■ **GIVEN TASK A**
Gather every line in the entries that contains the word "pixel" and copy each one.

■ **EXCERPT PROVIDED**
Sibling rivalry is extremely common.
It happens in every household with more than one child, and it happens at every age. It’s a common challenge for parents (as you and your siblings probably were for your parents!). How then do you deal with it without turning your children into the mortal enemies?
One thing’s for sure, you shouldn’t just ignore sibling fighting and hope it will go away.
You are also unlikely to ever stop it completely.
For your oldest child, the moment their younger sibling arrived they were ‘demoted’ (guess how would you would feel if your partner brought home someone else and expected the two of you to just get along!). For the younger child(ren), they get tired of being bossed around by big brother or sister all day. We can’t make this all just magically go away.
The best we can hope for is to reduce the frequency of sibling fighting. We can do that by modelling for them basic problem-solving skills and hope they learn to use them themselves.
- When the scuffle breaks out get involved. Move to where the children are. Remember, one of the top reasons siblings fight is to gain your attention; children seem to work on the basis that even negative attention is better than nothing. Be there.

■ **MATERIAL**
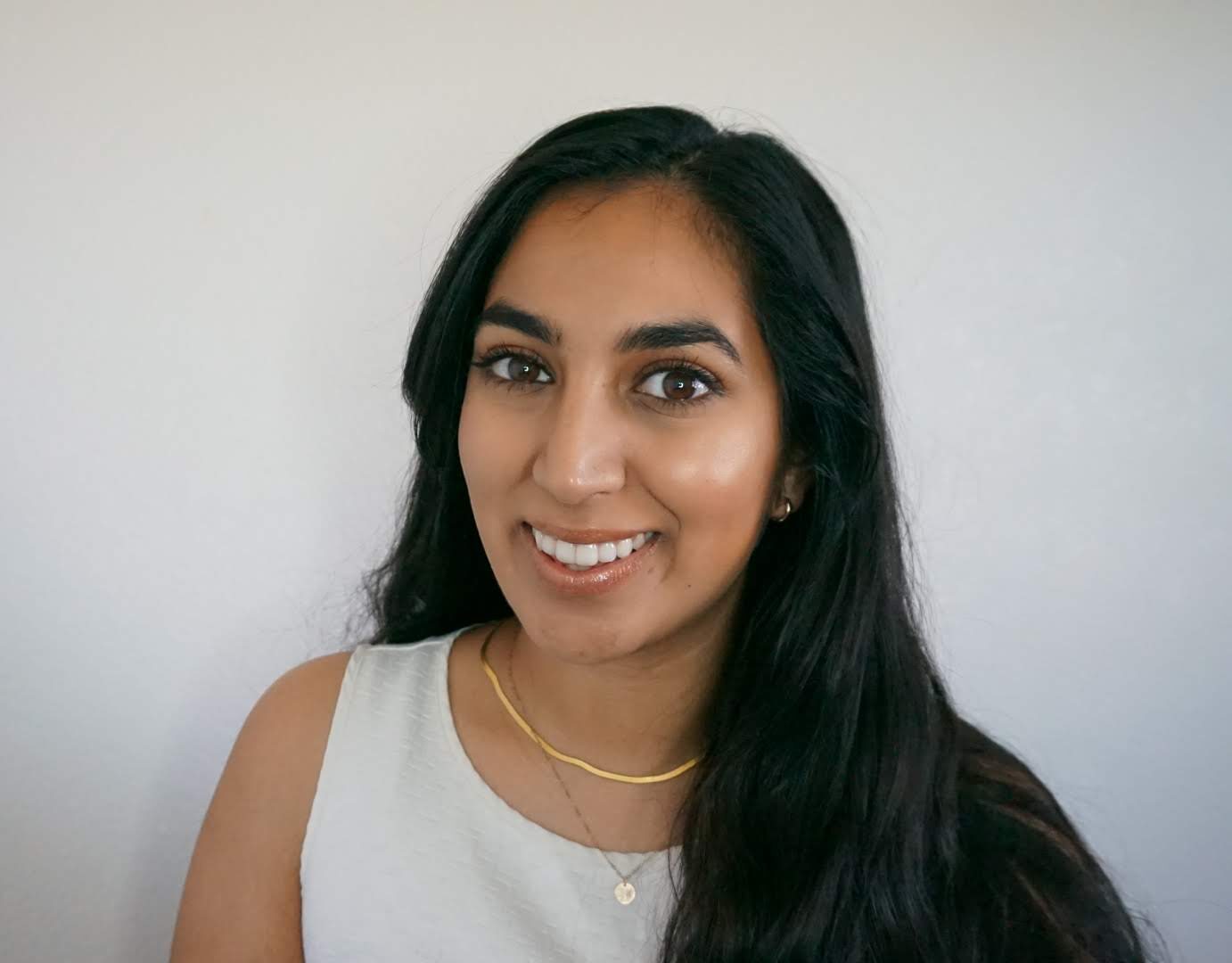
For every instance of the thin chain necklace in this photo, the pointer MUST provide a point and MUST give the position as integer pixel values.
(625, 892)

---

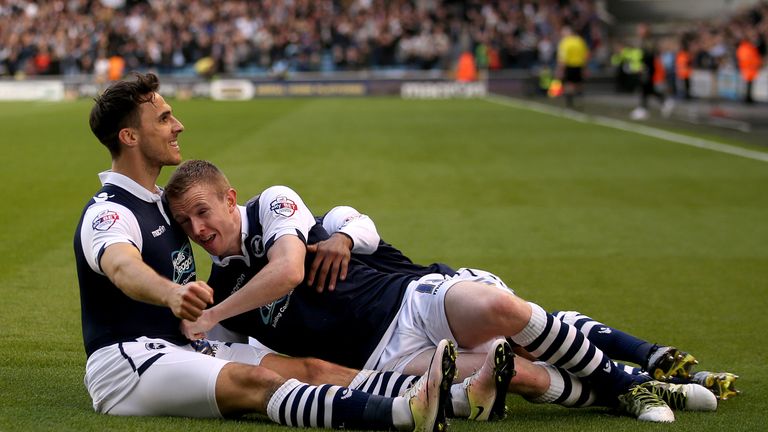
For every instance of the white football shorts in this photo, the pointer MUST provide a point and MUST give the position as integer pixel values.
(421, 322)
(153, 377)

■ **GIVEN TASK B**
In the sibling rivalry text, what is given as one of the top reasons siblings fight?

■ **FULL OUTPUT A**
For every instance of the thin chain necklace in this photo, the pointer MUST provide a point and MUST give the position as integer pixel values.
For every instance of the white football shorts in this photo, the pointer MUST provide a point and MUST give the position as integer pixel values.

■ **FULL OUTPUT B**
To gain the parent's attention.